Excerpted text
Whether genius or madman, the Russian mystic and composer Aleksandr Nikolayevich Scriabin (January 6, 1872 – April 27, 1915) created a kaleidoscopic series of ecstatic orchestral and piano works whose power and significance continue to resonate in the history of this century's music and artistic endeavors.
Scriabin was born into a Moscow diplomat's family, his mother dying within a short time of his birth. His education included piano lessons which soon confirmed an unusual talent; during his boyhood and adolescence he continued his musical studies privately with the composer Sergey Ivanovich Taneyev. At the age of 14 he wrote his first piano sonata, although it waited until 1892 for publication. An Etude in C Sharp minor dates from 1887. His lessons with Taneyev helped him gain entry to the Moscow Conservatoire in 1888, where he studied under Vasilii Safonov for piano and Anton Arensky for composition. In his first year at the Conservatoire he completed his ten Mazurkas, Op. 3 (1889), combining the pianistic language of Frédéric Chopin with his own essentially Russian darkness and fire.

[Records excerpted from a collection]

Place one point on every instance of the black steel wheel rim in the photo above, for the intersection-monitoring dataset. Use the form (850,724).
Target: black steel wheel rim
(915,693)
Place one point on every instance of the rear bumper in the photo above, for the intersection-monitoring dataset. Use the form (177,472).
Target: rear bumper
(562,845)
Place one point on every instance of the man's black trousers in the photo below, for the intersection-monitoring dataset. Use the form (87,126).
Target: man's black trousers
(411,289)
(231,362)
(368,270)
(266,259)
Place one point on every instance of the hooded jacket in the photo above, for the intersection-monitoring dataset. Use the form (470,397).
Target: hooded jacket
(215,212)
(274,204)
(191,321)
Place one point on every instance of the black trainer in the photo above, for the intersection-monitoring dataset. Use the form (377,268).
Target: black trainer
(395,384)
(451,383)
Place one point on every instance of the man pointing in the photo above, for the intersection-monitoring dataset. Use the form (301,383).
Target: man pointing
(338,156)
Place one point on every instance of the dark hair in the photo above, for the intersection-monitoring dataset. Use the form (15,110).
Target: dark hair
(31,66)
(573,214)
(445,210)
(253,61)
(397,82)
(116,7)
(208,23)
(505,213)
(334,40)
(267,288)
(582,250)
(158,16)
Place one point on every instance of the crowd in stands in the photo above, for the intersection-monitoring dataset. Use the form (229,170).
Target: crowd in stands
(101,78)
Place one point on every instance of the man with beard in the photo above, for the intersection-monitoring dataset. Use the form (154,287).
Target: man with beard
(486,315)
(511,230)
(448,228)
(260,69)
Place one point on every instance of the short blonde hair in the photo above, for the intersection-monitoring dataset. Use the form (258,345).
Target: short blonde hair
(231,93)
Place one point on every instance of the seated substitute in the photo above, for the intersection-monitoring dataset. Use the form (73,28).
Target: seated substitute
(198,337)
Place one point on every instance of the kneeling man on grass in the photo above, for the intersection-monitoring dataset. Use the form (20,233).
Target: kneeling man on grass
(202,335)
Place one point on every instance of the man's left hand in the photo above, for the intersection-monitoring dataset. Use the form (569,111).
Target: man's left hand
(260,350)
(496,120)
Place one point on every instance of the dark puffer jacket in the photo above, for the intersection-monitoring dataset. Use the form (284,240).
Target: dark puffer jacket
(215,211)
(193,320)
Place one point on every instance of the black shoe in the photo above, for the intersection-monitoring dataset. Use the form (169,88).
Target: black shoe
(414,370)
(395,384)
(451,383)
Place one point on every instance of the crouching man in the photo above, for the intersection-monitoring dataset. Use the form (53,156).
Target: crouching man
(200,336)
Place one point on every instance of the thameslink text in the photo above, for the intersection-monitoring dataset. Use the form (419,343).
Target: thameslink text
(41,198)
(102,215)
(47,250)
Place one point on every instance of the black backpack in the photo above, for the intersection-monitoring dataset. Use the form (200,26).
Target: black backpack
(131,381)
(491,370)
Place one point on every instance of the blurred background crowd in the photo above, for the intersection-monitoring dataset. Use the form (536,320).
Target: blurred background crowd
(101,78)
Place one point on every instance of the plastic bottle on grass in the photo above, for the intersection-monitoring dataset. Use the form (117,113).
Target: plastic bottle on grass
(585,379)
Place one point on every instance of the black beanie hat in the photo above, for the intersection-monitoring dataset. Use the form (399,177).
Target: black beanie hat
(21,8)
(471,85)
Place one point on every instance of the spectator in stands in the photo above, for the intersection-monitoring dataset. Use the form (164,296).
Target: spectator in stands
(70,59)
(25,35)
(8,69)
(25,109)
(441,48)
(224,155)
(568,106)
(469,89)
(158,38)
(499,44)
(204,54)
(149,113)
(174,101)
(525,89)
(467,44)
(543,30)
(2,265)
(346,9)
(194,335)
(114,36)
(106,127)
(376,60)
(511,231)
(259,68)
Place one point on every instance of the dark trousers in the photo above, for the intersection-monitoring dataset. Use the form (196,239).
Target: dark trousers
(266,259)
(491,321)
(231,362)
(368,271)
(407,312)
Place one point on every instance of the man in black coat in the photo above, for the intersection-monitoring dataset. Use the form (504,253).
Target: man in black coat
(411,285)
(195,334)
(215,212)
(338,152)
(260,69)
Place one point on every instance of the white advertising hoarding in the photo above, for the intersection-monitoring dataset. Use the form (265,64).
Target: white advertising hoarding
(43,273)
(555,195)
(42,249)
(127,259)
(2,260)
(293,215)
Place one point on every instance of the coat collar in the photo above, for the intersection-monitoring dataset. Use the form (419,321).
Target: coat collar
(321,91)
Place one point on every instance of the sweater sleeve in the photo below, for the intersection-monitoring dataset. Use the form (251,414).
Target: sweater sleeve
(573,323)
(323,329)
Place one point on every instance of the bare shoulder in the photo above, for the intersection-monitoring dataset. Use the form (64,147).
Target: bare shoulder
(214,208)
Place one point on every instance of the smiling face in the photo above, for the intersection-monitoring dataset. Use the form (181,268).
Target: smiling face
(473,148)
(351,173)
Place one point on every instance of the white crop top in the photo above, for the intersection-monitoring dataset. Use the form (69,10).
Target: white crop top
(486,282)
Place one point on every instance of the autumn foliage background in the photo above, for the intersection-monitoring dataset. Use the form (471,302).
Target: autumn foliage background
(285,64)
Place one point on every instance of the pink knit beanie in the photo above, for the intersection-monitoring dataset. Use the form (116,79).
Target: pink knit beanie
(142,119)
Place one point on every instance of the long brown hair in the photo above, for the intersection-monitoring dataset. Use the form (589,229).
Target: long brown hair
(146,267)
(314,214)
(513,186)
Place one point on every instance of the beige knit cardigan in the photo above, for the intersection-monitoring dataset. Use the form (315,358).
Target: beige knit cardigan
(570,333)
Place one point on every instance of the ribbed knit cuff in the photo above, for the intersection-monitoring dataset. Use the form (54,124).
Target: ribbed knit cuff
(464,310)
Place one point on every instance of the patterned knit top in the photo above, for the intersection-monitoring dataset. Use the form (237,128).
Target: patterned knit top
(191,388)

Brief 1
Please quote the Scriabin passage word for word, everything from "Whether genius or" down to "and artistic endeavors.".
Brief 2
Extend the Scriabin passage past its last sentence, carrying on in the same style.

Written response 1
Whether genius or madman, the Russian mystic and composer Aleksandr Nikolayevich Scriabin (January 6, 1872 – April 27, 1915) created a kaleidoscopic series of ecstatic orchestral and piano works whose power and significance continue to resonate in the history of this century's music and artistic endeavors.

Written response 2
Like Robert Schumann, Scriabin suffered an injury caused by over-zealous practicing in pursuit of a flawless technique. This led to a new approach to keyboard writing (for a time he composed pieces for left hand only). Due to a clash with Arensky he left the Conservatoire without the requisite composing diploma, but this did not hinder his plunge into a career as a concert pianist. At his graduation recital for the piano class, he played Beethoven's Sonata Op. 109, an unusual choice for that time, but typical of him, considering the intensity and difficulty of the music: he won the gold medal. He now needed a repertoire of his own to play, and within a short time some very considerable piano music appeared, including two Impromptus, Op. 7 (1892) and the 12 Etudes, Op. 8 (1894). These works show a significant development away from the rich romanticism of Chopin, although many of them display fierce technical difficulties on a par with Chopin's, combining a keen and rigorous sense of form with a strong chromaticism, a use of harmonies anticipatory of German composers of a decade later, and a blazing expressionism which would later become both erotic and metaphysical in inspiration.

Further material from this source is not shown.